• ASSIGNED TASK 1:
Using the article on B.R. Shetty's lawsuit, answer each of the following:
(a) In what year did Shetty found NMC Healthcare?
(b) What total amount of damages has Shetty sought in the New York court?
(c) Since what month and year has the hospital operator been going through a rescue?
• ASSIGNED TASK 2:
In the article on B.R. Shetty's lawsuit, condense the paragraph beginning "Informed sources in the UAE" into a short bulleted list that keeps its main facts.
• ASSIGNED TASK 3:
Carry the article on B.R. Shetty's lawsuit forward from its final paragraph.

• STUDY TEXT:
Monday 26 July 2021

Will NMC Healthcare founder B.R. Shetty's high-stakes $7b legal gamble in the US pay-off? | Banking – Gulf News

Will NMC Healthcare founder B.R. Shetty's high-stakes $7b legal gamble in the US pay-off? | Banking – Gulf News

Dr B.R. Shetty, founded NMC Healthcare in 1974. The company was listed on the FTSE in
late 2012, and in 2017 relinquished the CEO position and became non-executive chairman.
Image Credit: Gulf News Archive

Will Dr. B.R. Shetty win it in the US? More specifically, in a New York court of law, where he has sought damages totalling more than $7 billion against his former audit firm, banks, and senior executives of Abu Dhabi headquartered NMC Health, the UAE Exchange Centre and NeoPharma, a pharmaceutical business that he owns.

Informed sources in the UAE who had dealt with Shetty in the past are baffled that he has taken on a legal battle in the US despite being involved in sundry legal issues in the UAE, in the UK courts and in India. His assets are under freeze through various court orders, and he remains stuck in India despite repeatedly announcing that he wants to fly back to the UAE to clear his name.

“It’s interesting that Shetty has sought damages of $7 billion plus – which is more or less the same amount that was siphoned off from NMC’s books while he was holding senior positions in the healthcare group,” said a senior banker closely involved in the rescue act that the hospital operator went through since April 2020 after finding that loans taken from the banks were never reported in the books.

• Stored dataset items:
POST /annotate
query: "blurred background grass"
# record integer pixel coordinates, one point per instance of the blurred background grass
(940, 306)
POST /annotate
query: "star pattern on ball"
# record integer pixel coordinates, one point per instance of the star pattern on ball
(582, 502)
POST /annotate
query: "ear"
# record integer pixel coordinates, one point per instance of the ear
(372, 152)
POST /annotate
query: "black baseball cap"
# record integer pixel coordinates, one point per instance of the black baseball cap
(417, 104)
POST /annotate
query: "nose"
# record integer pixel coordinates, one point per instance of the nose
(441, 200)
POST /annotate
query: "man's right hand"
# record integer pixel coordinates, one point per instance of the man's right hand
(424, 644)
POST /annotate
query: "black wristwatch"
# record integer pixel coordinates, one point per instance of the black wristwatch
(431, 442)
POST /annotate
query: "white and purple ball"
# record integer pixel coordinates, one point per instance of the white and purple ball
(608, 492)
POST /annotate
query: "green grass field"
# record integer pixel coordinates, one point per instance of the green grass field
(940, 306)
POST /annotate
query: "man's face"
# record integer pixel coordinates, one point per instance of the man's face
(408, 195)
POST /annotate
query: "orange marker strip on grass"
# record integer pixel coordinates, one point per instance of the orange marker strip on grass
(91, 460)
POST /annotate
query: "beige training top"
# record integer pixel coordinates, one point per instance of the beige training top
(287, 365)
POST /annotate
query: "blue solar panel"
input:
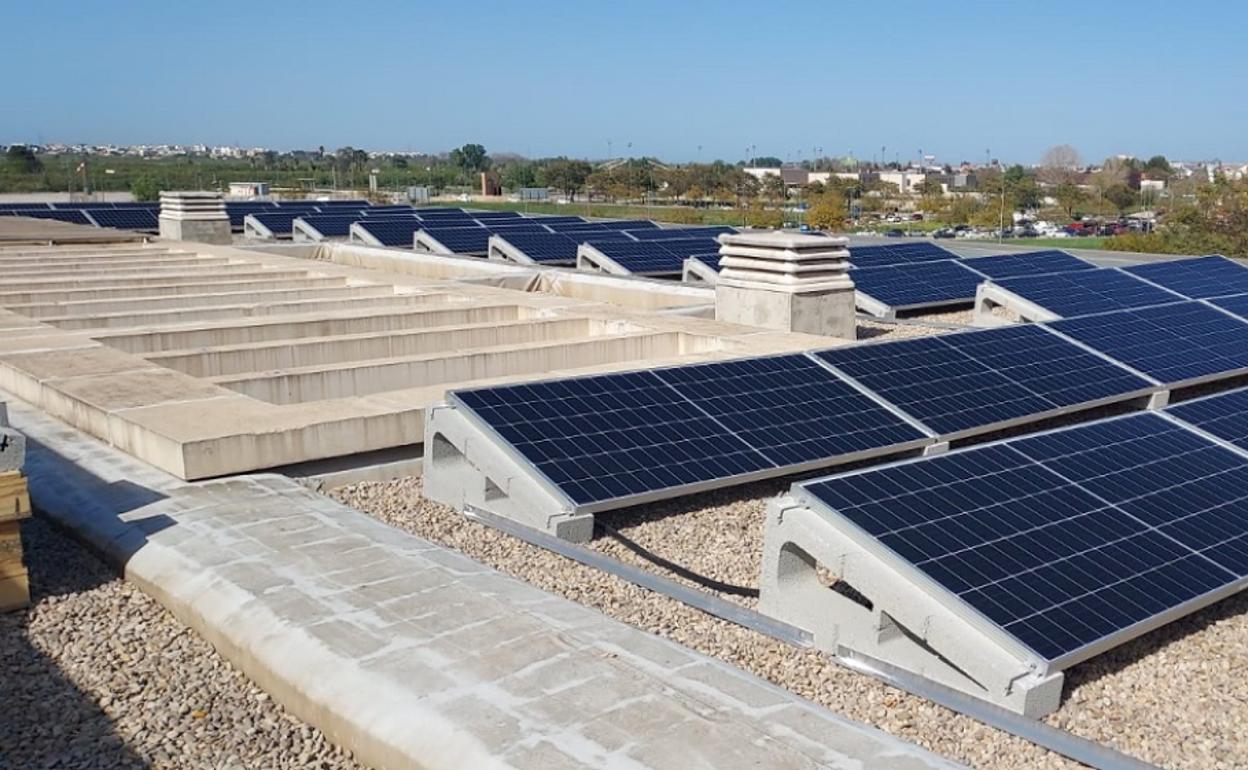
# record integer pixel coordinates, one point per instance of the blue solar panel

---

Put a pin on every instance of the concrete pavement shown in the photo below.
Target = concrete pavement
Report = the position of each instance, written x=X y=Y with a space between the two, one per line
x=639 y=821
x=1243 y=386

• WRITTEN RESPONSE 1:
(a) 1974
(b) More than $7 billion
(c) April 2020

• WRITTEN RESPONSE 2:
- Informed UAE sources who had dealt with Shetty are baffled that he has started a legal battle in the US.
- He is already involved in various legal issues in the UAE, the UK courts and India.
- His assets are frozen under various court orders.
- He remains stuck in India, despite repeatedly saying he wants to fly back to the UAE to clear his name.

• WRITTEN RESPONSE 3:
“The financial misdeeds happened in the UAE – involving US courts is more of a diversionary play, that’s how I see it. Fleecing of NMC’s funds/assets between 2012 and end 2019 happened in the UAE and involved parties based in the country. Justice too will need to be served in the UAE.

“It was NMC funds that got diverted, not Shetty’s. if at all anyone has a claim on damages, it is NMC’s lenders and creditors, most notably ADCB.”

Some sources say that getting the matter into a US court is double-edged – US-based pension funds had shareholding in NMC and if Shetty himself gets implicated in any way, it will set off more problems. “Such deeds would be viewed quite adversely in the US – opening legal proceedings in the US courts could be a potential can of worms,” said the banker.